[Görev listesi]
- A) Okuma parçasına göre Avrupa Güvenlik ve İşbirliği Konferansı hangi tarihte ve hangi şehirde çalışmalarına başladı?
- B) AGİT raporunu anlatan okuma parçasını kaldığı yerden devam ettirin.

[Okuma parçası]
══════════════════════════════
16 Nisan referandum sürecini baştan sona inceleyip hükumetin ve Erdoğan’ın
devlet gücünü kullanarak, yasaları çiğneyerek,referandum sonucuna nasıl
müdahaleler ettiğine dair,rapor hazırlayarak Erdoğan ve AKP’nin tepkisini çeken
AGİT nasıl bir kurumdur.
Avrupa Güvenlik ve İşbirliği Konferansı, 15 Ocak 1973 tarihinde Helsinki’de
çalışmalarına başladı.İki yılı aşkın bir süre devam eden konferans 1 Ağustos 1975’de sona
erdi.Helsinki
Nihai Senedi adı
verilen üzerinde anlaşılan hususlar 33 Avrupa ülkesi ile ABD ve Kanada tarafından Devlet ve
Hükümet Başkanları düzeyinde imzalandı.
AGİT’in 16 Nisan
referandum sürecinin başlangıcından bitişine kadar adım/adım izleyip rapor
ettiği ve önümüzdeki dönemde çok ama çok tartışılacak 15 sayfalık raporunu özet
olarak göz atalım.
İşte, "16
Nisan Anayasa değişikliği referandumu eşit şartlara sahip olmayan bir
ortamda gerçekleşmiş ve kampanyanın iki tarafı eşit olanaklara sahip
olmamıştır. Reformun kilit unsurları konusunda seçmenlere tarafsız bilgi
sağlanmamış ve sivil toplum örgütlerinin katılımı mümkün olamamıştır.
Referandum gerçekten demokratik bir süreç için vazgeçilmez olan temel
özgürlüklerin kısıtlandığı 15 Temmuz 2016 tarihinde gerçekleşen başarısız darbe
girişimi sonrasında ilan edilen bir olağanüstü hal altında gerçekleşmiştir."
diye başlayan AGİT'in ön raporundan bazı çarpıcı satırlar;
"Lekeli
kampanya"
" Medyada tek bir tarafın baskın şekilde yer
alması ve medyaya yönelik kısıtlamalar seçmenlerin çoğulcu fikirlere erişimini
azaltmıştır.
══════════════════════════════
[Kaynak malzeme]
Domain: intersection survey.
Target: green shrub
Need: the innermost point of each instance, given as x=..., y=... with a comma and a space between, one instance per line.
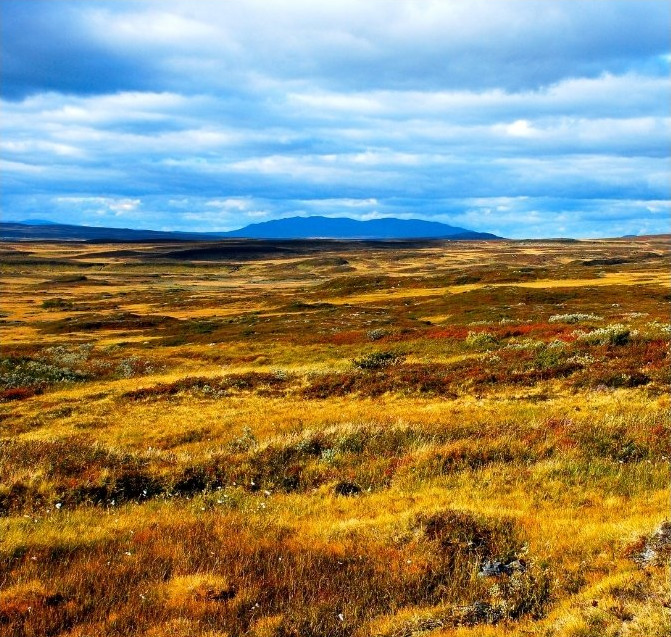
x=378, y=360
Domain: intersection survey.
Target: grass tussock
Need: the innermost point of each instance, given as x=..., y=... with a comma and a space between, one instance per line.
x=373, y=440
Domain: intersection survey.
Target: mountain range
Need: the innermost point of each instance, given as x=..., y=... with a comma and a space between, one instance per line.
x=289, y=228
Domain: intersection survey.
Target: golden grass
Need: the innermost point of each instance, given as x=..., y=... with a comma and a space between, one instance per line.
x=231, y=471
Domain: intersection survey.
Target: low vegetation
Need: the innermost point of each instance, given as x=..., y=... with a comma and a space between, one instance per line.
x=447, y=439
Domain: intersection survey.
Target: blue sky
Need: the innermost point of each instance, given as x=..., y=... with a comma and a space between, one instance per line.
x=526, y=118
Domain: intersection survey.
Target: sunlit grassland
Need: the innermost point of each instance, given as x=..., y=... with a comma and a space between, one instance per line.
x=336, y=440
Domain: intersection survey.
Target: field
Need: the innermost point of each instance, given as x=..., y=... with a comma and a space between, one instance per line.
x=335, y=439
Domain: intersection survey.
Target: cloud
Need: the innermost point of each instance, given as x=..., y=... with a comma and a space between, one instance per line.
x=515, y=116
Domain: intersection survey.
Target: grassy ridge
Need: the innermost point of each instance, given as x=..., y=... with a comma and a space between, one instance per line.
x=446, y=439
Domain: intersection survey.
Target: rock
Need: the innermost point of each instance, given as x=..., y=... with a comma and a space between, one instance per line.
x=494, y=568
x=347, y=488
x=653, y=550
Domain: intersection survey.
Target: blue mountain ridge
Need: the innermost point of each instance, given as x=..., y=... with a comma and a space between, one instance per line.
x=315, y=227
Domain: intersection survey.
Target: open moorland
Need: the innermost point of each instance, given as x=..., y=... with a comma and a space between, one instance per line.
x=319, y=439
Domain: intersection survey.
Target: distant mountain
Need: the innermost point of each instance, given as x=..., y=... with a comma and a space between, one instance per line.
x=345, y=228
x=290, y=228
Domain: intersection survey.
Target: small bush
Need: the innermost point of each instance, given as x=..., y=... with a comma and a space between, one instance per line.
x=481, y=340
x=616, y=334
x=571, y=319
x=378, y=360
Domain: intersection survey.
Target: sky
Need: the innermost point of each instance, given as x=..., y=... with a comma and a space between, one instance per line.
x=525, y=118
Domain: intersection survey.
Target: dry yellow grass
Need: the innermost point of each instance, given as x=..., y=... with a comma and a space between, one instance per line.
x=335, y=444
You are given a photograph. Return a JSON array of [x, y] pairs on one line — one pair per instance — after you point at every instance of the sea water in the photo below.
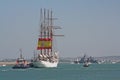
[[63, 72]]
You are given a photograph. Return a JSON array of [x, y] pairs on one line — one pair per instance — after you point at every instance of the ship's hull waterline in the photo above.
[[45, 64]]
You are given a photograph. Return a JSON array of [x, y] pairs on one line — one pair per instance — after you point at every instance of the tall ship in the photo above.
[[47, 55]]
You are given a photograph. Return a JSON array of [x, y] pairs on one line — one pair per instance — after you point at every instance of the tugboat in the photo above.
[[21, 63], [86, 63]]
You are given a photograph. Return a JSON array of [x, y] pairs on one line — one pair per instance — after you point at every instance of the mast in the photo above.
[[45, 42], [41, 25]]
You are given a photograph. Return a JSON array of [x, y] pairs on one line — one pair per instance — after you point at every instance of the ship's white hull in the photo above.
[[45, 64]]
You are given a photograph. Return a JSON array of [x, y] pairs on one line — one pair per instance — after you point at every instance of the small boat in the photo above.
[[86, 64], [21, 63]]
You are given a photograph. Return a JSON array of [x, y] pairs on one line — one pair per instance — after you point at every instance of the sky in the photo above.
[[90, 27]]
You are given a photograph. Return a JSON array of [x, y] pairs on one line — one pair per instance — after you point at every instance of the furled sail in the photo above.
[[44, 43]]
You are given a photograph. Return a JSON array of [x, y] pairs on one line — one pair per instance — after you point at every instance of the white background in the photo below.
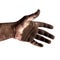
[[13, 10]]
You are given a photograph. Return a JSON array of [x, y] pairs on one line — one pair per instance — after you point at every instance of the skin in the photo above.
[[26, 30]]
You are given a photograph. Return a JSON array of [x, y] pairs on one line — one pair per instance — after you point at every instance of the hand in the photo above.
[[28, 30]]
══════════════════════════════
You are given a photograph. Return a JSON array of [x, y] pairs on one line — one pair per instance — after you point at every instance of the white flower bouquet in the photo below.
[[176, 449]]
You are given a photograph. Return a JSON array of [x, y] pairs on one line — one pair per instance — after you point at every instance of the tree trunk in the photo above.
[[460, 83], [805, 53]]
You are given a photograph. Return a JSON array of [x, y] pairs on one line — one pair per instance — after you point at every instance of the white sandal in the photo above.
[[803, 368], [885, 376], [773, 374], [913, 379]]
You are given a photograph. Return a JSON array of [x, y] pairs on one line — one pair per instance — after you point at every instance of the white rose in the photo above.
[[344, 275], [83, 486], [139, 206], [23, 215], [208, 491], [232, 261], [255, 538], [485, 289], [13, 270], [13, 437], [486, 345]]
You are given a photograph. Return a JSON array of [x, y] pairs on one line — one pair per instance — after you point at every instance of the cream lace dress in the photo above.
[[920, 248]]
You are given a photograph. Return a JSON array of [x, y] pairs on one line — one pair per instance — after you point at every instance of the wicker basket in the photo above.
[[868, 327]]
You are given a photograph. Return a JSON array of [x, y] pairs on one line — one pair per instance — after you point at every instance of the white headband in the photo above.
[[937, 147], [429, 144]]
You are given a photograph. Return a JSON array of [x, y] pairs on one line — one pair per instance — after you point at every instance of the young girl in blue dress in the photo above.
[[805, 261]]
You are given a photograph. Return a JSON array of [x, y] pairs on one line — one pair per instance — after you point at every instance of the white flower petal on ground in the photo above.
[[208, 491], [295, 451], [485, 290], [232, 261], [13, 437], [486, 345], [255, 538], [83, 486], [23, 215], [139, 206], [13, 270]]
══════════════════════════════
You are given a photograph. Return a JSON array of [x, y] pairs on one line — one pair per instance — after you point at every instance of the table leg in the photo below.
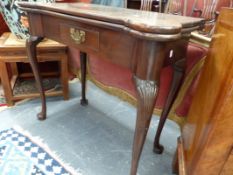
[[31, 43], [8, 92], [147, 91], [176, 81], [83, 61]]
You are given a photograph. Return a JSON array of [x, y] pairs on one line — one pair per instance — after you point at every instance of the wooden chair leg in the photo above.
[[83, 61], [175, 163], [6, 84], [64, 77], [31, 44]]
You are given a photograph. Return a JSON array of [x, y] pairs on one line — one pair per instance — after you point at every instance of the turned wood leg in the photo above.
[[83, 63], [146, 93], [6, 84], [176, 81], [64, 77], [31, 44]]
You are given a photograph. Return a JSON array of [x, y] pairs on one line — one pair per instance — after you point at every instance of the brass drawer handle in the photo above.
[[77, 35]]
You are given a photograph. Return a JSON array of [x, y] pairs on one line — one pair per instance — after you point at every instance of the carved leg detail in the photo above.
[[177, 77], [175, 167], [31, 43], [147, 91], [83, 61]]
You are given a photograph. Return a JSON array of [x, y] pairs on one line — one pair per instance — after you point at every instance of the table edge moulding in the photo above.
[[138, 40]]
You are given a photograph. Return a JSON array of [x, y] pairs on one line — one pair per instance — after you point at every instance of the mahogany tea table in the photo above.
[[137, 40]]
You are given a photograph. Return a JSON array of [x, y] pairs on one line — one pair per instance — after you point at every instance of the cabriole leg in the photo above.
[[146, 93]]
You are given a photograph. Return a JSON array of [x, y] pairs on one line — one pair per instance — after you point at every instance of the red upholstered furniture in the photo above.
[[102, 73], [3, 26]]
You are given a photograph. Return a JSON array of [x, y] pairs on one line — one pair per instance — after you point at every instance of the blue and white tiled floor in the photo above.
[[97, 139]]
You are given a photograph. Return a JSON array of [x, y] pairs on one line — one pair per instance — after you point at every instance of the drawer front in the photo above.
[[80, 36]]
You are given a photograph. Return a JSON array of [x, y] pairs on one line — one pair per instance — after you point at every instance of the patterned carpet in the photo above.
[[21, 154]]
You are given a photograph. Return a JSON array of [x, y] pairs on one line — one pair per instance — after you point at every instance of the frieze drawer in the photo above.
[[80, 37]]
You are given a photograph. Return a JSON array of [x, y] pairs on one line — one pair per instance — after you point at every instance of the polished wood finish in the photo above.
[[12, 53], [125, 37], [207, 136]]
══════════════════════════════
[Cevap listesi]
- A) 15 Ocak 1973'te Helsinki'de.

- B)
Yüksek Seçim Kurulu (YSK) sürecin bazı
yönlerine yönelik düzenlemeler yapmış ve talimatlar vermiş olsa da yasal
çerçeve gerçekten demokratik bir referandum gerçekleştirmek için yetersiz
kalmıştır.
Anayasanın 72 maddesini etkileyen 18 maddelik
anayasa değişikliği teklifi, referandumla ilgili uluslararası iyi uygulamalara
aykırı şekilde tek bir paket halinde oylanmıştır.
Sandık Kurullarında siyasi partilerin temsili
tümüyle dengeli olmamıştır.
Kampanya çerçevesi kısıtlayıcıydı ve çok
sayıda mahalli yetkilinin yanı sıra cumhurbaşkanı ve birtakım ileri gelen
devlet yetkililerinin "Evet" kampanyasına etkin katılımı
nedeniyle kampanya dengesiz olmuştur. AGİT/DKİHB SRGH kamu
kaynaklarının kötüye kullanımının yanı sıra, birtakım partilerin ve sivil
toplum örgütlerinin "Hayır" kampanyasını destekleyen
çabalarının engellendiği de gözlemlemiştir. Kampanya dili birtakım üst düzey
yetkililerin "Hayır" destekçilerini terörist destekçileri ile
bir tutması ile lekelenmiştir. "Hayır" destekçileri
kampanya faaliyetleri sırasında çok sayıda durumda polis müdahaleleri ve şiddet
içeren saldırılar ile karşı karşıya kalmışlardır. Bu ihlaller kampanyalarda
özgürlük ve eşitlikle ilgili AGİT taahhütlerine, Avrupa Konseyi standartlarına
ve diğer uluslararası yükümlülüklere aykırıdır.
YSK günün geç saatlerinde oy pusulalarının
geçerliliği kriterlerini ciddi şekilde etkileyen talimatlar yayınlamış ve
yasaya aykırı biçimde önemli bir güvenlik tedbirini ortadan kaldırmıştır.
Yasal
Çerçeve
Referandum
yasal çerçevesi demokratik bir referandum gerçekleştirmek için yeterli
değildir.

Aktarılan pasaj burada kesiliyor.